* **DIRECTIONS**
Reproduce the lines below verbatim, beginning with the line that contains "Identify the marsh" and continuing through the last line of the items, with both ends included.

* **DATASET RECORDS**
※

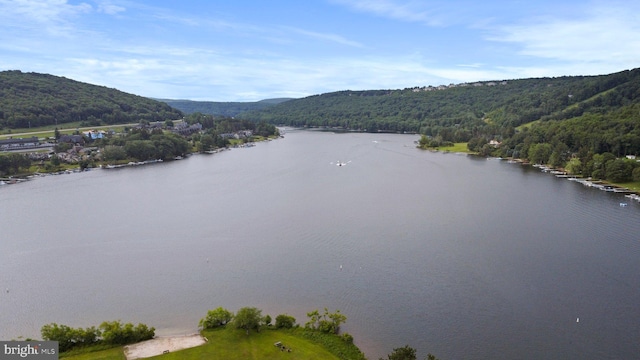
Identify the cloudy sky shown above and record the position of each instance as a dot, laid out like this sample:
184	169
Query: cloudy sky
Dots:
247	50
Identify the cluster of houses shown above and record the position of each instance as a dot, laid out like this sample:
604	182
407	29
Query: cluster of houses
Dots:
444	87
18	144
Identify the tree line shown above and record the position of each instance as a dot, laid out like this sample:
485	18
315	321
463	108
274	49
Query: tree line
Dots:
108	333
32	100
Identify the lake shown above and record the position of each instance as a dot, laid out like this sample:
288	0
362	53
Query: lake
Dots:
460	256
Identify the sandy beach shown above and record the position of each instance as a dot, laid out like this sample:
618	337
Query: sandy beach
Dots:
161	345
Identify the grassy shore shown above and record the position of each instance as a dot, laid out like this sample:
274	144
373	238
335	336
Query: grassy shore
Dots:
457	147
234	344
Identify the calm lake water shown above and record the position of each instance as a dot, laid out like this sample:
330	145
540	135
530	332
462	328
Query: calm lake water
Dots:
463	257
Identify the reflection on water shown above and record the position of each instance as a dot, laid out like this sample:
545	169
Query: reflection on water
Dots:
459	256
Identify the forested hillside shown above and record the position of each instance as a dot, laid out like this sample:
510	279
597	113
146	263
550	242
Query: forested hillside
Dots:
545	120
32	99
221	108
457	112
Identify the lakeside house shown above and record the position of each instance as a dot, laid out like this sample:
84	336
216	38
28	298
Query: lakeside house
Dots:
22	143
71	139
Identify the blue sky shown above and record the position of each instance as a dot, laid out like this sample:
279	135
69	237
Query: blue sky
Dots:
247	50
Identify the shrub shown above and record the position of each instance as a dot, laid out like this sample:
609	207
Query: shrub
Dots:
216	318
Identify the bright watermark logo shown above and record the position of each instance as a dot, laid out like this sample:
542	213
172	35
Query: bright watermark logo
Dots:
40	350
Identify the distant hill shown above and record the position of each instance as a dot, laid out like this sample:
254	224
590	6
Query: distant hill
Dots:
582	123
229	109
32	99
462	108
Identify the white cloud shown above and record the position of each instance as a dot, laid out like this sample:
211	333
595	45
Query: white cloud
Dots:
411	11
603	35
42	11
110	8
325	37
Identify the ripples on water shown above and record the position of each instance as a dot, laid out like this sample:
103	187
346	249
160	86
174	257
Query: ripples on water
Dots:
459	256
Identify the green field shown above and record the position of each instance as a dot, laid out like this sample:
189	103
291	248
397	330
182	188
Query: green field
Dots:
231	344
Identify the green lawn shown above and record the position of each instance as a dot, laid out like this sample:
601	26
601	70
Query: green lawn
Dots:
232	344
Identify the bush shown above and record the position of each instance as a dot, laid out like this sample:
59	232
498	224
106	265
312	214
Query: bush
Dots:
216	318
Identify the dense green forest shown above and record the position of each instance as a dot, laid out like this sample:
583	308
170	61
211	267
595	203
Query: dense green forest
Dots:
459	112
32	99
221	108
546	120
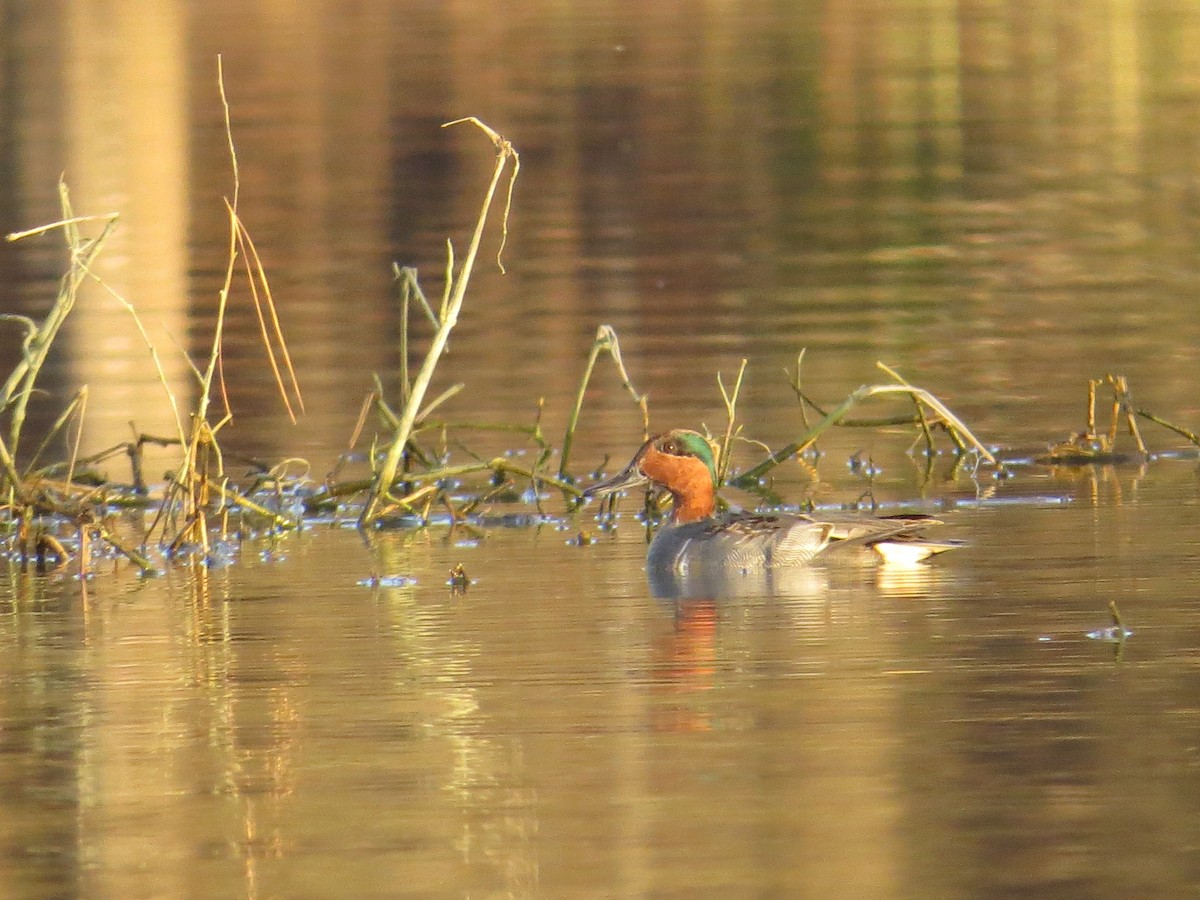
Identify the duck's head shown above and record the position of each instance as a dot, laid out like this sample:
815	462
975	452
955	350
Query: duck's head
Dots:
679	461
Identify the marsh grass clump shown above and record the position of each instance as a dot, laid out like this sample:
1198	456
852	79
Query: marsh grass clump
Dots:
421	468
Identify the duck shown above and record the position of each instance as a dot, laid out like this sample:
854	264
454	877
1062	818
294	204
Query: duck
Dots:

※

* **WRITTEN ANSWER**
Identify the marsh grass clump shown above and record the position of each instance as a dot, laid out like this sample:
1198	456
852	79
Query: marsh grass clump
Dots:
421	468
Identify the duck shown above and record the position of each instance as a dot, laid out like this sample:
854	264
454	877
1062	818
294	204
Query: duck
Dots:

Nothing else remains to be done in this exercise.